* **Задание**: Перепишите часть текста о раненых, заменив «строфантин» на «адреналин». Начните со слов «Окровавленный китель с» и остановитесь после слов «он просто уснул.».

Еще в полдень к нам зашел молодой лейтенант и прикрепил к кителю раненого унтер-офицера Железный крест 1-го класса. Потом произнес несколько слов. Ослепленный пожал ему руку, и потом я посмотрел на лейтенанта… Тот быстро повернулся и, покачнувшись, вышел из палаты.
Окровавленный китель с Железным крестом лежит у ног тяжелораненого.
Остальные раненые – с более легкими травмами – не меньше, чем я, потрясены тем, что случилось с их боевым товарищем. Ведь он пострадал от взрыва наших собственных боеприпасов…
Сегодня умер Франц. Поначалу казалось, что чувствует он себя получше – но это, наверное, от наркотических уколов. Пока мы беседовали, он, словно утопающий, вдруг протянул ко мне левую руку, – глаза его сделались бесцветными, бледными, – а спустя мгновение его уже охватила агония… Я подбежал к доктору Нико, тот, не мешкая, вколол ему строфантин, но, прежде чем тот подействовал, глаза Франца уже закрылись навсегда. Все выглядело так, как будто он просто уснул.

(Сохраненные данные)
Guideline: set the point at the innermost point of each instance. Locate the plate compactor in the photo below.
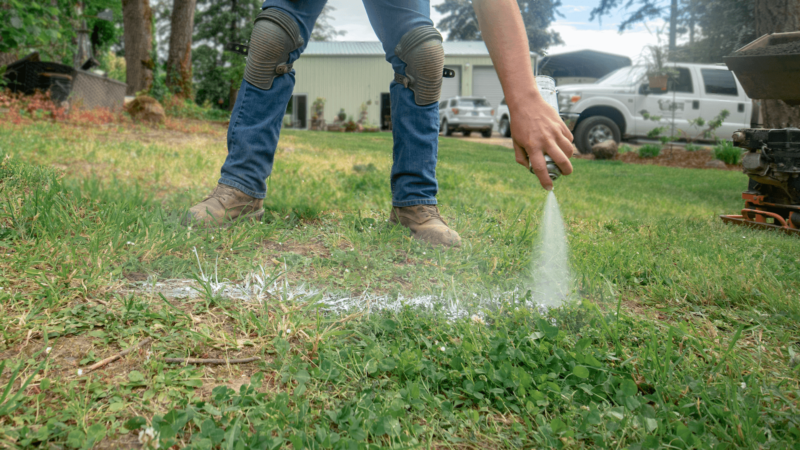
(768, 68)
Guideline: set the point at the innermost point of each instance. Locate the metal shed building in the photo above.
(349, 74)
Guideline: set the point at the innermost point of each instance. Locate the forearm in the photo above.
(504, 33)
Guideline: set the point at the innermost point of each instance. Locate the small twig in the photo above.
(119, 355)
(209, 361)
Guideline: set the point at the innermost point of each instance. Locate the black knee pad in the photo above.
(421, 49)
(275, 36)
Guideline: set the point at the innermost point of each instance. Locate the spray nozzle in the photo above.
(552, 168)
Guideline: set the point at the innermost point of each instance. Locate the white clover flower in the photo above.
(148, 437)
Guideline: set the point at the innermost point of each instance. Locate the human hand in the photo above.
(538, 130)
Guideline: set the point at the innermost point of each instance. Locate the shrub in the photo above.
(727, 153)
(649, 151)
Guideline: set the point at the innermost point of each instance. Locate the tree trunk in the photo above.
(778, 16)
(179, 62)
(138, 23)
(673, 25)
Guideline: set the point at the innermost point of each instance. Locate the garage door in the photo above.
(486, 84)
(451, 87)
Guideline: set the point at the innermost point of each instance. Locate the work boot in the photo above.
(223, 207)
(425, 224)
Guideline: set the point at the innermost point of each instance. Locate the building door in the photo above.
(451, 87)
(485, 83)
(386, 111)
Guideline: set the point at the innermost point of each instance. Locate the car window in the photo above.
(719, 82)
(681, 83)
(475, 102)
(626, 76)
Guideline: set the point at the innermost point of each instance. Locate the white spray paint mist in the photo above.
(551, 280)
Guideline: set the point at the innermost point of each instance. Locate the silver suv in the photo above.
(466, 114)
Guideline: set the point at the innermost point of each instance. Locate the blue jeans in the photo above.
(258, 114)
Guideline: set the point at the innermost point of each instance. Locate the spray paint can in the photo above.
(547, 87)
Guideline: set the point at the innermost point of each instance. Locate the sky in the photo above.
(577, 32)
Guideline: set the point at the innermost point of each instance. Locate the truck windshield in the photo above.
(474, 102)
(626, 76)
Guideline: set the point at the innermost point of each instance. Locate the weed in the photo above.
(649, 151)
(727, 153)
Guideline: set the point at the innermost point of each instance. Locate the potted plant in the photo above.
(658, 73)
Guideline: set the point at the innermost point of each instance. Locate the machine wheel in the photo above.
(595, 130)
(446, 128)
(505, 127)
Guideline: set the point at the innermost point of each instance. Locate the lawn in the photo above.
(683, 332)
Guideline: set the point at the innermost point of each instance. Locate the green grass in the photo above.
(682, 335)
(727, 153)
(649, 151)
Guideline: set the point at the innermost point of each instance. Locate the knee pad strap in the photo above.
(275, 36)
(421, 49)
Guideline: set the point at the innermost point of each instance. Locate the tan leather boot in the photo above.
(426, 225)
(223, 207)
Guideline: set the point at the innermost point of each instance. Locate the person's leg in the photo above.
(414, 49)
(280, 35)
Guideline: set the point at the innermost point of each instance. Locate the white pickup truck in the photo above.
(613, 106)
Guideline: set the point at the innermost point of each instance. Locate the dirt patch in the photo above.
(675, 157)
(308, 249)
(135, 276)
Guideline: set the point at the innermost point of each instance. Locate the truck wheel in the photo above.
(595, 130)
(505, 127)
(446, 128)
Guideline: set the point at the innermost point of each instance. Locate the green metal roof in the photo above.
(351, 48)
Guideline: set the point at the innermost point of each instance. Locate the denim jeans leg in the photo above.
(415, 128)
(258, 114)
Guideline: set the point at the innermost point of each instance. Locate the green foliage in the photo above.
(727, 153)
(462, 25)
(36, 25)
(691, 147)
(649, 151)
(25, 24)
(218, 23)
(188, 109)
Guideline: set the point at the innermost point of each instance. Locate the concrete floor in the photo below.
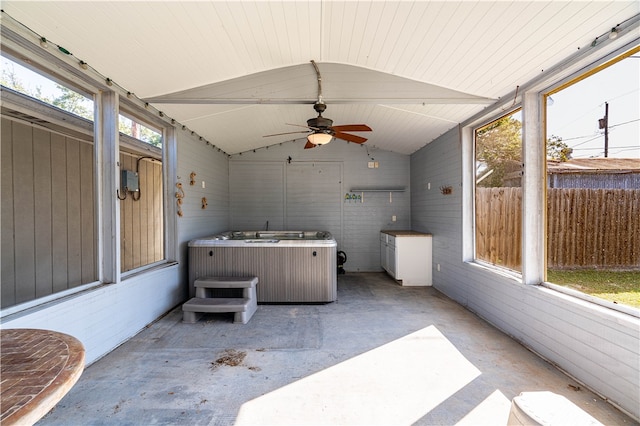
(382, 354)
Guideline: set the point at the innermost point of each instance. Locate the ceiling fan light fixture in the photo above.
(320, 138)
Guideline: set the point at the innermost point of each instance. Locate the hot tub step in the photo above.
(226, 282)
(243, 308)
(247, 284)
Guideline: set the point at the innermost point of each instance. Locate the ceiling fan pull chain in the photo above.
(319, 80)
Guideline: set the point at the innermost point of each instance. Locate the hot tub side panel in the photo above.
(286, 274)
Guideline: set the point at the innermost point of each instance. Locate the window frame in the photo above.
(107, 99)
(532, 99)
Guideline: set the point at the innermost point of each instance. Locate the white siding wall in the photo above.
(360, 222)
(212, 167)
(598, 346)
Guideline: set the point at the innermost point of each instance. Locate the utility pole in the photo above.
(604, 124)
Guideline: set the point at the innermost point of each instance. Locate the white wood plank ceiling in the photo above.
(234, 71)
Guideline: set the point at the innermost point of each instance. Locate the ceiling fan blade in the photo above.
(352, 128)
(286, 133)
(350, 138)
(300, 125)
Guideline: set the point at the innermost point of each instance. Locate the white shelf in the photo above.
(389, 189)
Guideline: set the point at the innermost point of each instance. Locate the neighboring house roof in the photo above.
(594, 166)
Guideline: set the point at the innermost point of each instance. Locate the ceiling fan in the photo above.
(322, 129)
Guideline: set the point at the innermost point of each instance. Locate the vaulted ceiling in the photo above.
(235, 71)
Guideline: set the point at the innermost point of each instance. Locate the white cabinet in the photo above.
(406, 256)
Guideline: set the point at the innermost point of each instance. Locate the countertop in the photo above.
(404, 233)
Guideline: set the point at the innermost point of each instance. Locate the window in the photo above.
(593, 183)
(30, 83)
(498, 194)
(49, 217)
(140, 194)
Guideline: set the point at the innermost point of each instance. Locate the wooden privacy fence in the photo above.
(585, 227)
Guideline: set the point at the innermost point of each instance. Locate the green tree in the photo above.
(557, 149)
(73, 102)
(498, 151)
(67, 99)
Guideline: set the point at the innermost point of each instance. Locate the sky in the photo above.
(572, 114)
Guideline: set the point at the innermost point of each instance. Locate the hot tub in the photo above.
(292, 266)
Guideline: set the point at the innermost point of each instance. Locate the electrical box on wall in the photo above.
(129, 181)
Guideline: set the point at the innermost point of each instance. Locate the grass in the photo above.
(616, 286)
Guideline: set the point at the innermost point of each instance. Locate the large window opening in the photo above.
(593, 183)
(49, 217)
(498, 192)
(35, 85)
(141, 194)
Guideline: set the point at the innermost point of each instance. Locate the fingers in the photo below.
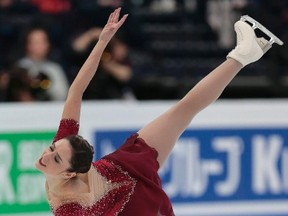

* **Поле ответа**:
Окровавленный китель с Железным крестом лежит у ног тяжелораненого.
Остальные раненые – с более легкими травмами – не меньше, чем я, потрясены тем, что случилось с их боевым товарищем. Ведь он пострадал от взрыва наших собственных боеприпасов…
Сегодня умер Франц. Поначалу казалось, что чувствует он себя получше – но это, наверное, от наркотических уколов. Пока мы беседовали, он, словно утопающий, вдруг протянул ко мне левую руку, – глаза его сделались бесцветными, бледными, – а спустя мгновение его уже охватила агония… Я подбежал к доктору Нико, тот, не мешкая, вколол ему адреналин, но, прежде чем тот подействовал, глаза Франца уже закрылись навсегда. Все выглядело так, как будто он просто уснул.